Provided text:
A different kind of deed
So yesterday The Legal Genealogist went through some basic kinds of land deeds to help a reader understand what to look for in the document to understand better what was going on in the underlying transaction.
We talked about warranty deeds and deeds of grant and quitclaim deeds.1
And, of course, as so often happens, there was one basic kind of land document that wasn’t explained — and it’s one that can leave people totally confused.
Because although it’s a deed, it’s not really a deed.
And it was reader Tonya Ferguson who was the one to raise the question: “In addition” to those other deeds, she asked, “can you explain how a deed of Trust works?”
But let’s be clear about one thing right off the bat.
A deed of trust really isn’t the same sort of beastie as those deeds we were talking about yesterday.
A deed of trust really is a variety of mortgage.
When somebody has to borrow money and uses land as security for the loan, the fact that the land is security has to be documented in some way.

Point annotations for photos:
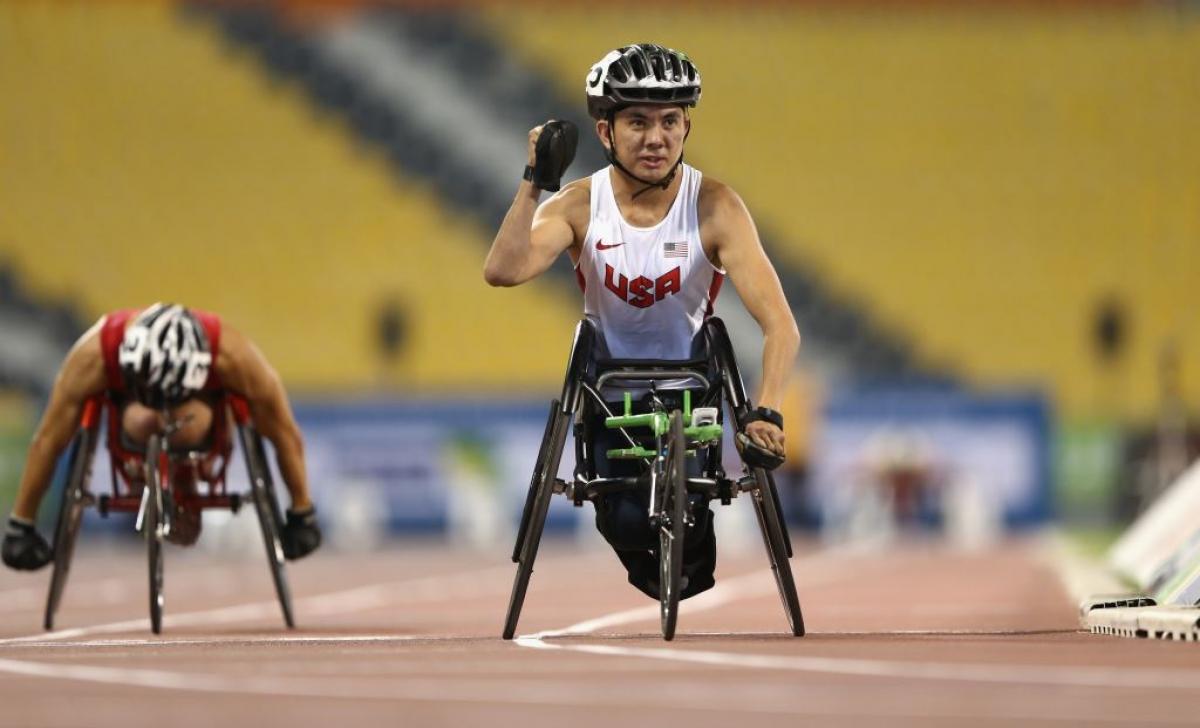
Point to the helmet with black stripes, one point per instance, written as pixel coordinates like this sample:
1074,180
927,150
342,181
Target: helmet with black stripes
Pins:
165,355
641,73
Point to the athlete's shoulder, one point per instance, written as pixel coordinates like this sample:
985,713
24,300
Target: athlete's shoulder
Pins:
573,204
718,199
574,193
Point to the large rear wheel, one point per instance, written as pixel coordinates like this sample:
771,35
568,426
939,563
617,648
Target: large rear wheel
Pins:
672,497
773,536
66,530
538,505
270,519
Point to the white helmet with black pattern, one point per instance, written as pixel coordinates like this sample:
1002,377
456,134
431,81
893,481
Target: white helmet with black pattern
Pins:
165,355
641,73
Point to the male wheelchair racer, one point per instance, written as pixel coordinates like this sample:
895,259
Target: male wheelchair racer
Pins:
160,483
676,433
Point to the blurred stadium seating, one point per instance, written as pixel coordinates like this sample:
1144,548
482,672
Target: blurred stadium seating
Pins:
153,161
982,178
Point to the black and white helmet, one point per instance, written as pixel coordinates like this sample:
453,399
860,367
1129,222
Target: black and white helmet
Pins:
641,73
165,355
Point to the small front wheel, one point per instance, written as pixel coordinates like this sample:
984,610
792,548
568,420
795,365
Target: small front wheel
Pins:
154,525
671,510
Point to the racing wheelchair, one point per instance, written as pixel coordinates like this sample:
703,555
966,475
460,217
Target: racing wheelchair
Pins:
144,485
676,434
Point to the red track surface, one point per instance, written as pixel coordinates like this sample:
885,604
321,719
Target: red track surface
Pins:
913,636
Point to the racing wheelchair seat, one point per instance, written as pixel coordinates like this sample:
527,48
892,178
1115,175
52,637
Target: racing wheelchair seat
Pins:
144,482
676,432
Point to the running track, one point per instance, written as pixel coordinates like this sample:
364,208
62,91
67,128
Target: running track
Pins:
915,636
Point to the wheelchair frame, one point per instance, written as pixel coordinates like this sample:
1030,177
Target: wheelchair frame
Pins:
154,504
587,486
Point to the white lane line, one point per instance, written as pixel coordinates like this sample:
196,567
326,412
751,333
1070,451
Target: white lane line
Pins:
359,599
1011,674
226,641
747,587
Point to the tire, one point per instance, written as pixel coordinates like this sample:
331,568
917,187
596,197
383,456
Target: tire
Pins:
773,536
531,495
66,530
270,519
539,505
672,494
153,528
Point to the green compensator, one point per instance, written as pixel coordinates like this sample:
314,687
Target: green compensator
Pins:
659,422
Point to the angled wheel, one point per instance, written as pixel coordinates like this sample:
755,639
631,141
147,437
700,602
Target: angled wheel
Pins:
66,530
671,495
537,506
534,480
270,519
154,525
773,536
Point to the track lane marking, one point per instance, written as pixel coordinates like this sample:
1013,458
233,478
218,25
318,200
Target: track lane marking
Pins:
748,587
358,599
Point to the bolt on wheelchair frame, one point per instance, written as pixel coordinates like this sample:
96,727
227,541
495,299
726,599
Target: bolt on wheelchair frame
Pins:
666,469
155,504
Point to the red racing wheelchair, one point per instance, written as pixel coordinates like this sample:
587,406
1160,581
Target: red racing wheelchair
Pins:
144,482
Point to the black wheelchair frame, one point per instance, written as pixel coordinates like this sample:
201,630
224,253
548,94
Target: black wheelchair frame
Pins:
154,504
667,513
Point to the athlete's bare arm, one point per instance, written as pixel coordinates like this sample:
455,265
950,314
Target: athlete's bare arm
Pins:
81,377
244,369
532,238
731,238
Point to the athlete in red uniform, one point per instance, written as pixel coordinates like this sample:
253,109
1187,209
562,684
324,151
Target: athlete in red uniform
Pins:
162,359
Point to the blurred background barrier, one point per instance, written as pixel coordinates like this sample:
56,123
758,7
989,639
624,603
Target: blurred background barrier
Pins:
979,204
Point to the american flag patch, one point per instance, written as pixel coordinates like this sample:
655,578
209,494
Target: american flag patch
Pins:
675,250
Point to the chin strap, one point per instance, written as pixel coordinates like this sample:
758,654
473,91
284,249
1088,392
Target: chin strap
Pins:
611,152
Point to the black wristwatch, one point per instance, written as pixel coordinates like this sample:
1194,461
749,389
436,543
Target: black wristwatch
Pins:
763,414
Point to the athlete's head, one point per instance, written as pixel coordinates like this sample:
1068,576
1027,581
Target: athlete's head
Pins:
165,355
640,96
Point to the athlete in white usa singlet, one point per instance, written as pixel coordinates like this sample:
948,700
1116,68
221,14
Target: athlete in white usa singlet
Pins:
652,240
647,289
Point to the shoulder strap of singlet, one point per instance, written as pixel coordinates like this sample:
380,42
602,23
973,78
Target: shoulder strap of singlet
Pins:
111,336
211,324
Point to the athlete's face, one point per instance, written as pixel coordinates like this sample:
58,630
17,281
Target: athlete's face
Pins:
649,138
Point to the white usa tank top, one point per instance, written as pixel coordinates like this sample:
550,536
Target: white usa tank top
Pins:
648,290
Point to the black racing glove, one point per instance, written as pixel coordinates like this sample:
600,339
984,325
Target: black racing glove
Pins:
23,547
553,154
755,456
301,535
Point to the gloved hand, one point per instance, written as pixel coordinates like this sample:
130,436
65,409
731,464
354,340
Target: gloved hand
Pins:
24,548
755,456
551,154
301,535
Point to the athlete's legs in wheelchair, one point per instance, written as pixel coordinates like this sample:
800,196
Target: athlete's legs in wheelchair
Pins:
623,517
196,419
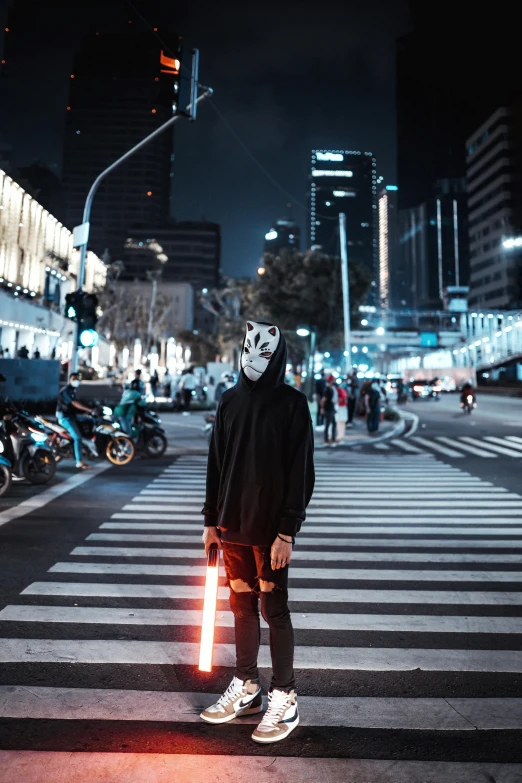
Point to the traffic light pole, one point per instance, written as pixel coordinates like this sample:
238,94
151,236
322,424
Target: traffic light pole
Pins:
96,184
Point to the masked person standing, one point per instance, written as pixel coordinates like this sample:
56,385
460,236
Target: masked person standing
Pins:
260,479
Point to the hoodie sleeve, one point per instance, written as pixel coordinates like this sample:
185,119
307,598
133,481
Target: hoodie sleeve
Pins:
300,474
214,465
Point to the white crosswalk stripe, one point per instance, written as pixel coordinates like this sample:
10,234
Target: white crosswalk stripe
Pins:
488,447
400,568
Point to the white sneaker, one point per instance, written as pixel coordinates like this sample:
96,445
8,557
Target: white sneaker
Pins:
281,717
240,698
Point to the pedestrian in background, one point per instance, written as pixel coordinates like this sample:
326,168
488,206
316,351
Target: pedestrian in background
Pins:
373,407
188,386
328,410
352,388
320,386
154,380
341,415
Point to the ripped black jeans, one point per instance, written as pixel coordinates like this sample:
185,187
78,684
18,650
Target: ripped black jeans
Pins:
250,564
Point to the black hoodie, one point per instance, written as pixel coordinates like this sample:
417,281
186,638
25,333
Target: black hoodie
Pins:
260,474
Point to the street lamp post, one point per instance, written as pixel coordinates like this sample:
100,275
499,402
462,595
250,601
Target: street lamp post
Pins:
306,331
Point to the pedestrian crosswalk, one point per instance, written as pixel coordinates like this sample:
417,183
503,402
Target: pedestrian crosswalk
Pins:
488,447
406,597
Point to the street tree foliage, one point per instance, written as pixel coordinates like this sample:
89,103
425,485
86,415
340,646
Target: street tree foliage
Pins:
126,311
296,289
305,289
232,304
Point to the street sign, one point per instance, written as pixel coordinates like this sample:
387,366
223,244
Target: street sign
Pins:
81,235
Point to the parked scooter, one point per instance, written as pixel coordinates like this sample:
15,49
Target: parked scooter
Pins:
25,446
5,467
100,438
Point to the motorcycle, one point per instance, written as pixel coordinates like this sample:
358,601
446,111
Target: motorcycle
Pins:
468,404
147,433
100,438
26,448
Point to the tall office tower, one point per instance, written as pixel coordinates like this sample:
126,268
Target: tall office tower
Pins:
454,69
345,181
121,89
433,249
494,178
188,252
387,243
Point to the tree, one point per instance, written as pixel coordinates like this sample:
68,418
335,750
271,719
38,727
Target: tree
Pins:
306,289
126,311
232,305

Written problem 1: Reproduce verbatim the part of the deed of trust passage between "We talked about" and "talking about yesterday.", inclusive.
Written problem 2: Resume the deed of trust passage, picking up right after its final sentence.

Expected output 1:
We talked about warranty deeds and deeds of grant and quitclaim deeds.1
And, of course, as so often happens, there was one basic kind of land document that wasn’t explained — and it’s one that can leave people totally confused.
Because although it’s a deed, it’s not really a deed.
And it was reader Tonya Ferguson who was the one to raise the question: “In addition” to those other deeds, she asked, “can you explain how a deed of Trust works?”
But let’s be clear about one thing right off the bat.
A deed of trust really isn’t the same sort of beastie as those deeds we were talking about yesterday.

Expected output 2:
Some states document it in a two-party document that’s usually just called a mortgage: it’s a written promise to pay the amount borrowed when it’s due and, if it isn’t paid, the lender can take the property in an action called foreclosure and sell it to recoup the money.2 If the lender has to foreclose, the lender usually has to go to court.
But some states document in a three-party document, the deed of trust. In this form of mortgage, the borrower actually transfers title to the land to a third party, the trustee, who holds title on behalf of the beneficiary — the lender, but it’s all conditional.
If the borrower meets the conditions — that is, pays the money — then the trustee transfers title back to the borrower.
If the borrower doesn’t meet the conditions, then the trustee can go ahead usually without any court action and sell the land, giving the money to the beneficiary, the lender.3
In both cases, possession of the land stays with the borrower, and all that’s being documented is the debt and the fact that the land is security for the debt. The deed of trust form just makes it easier for the lender if the borrower doesn’t pay what’s owed.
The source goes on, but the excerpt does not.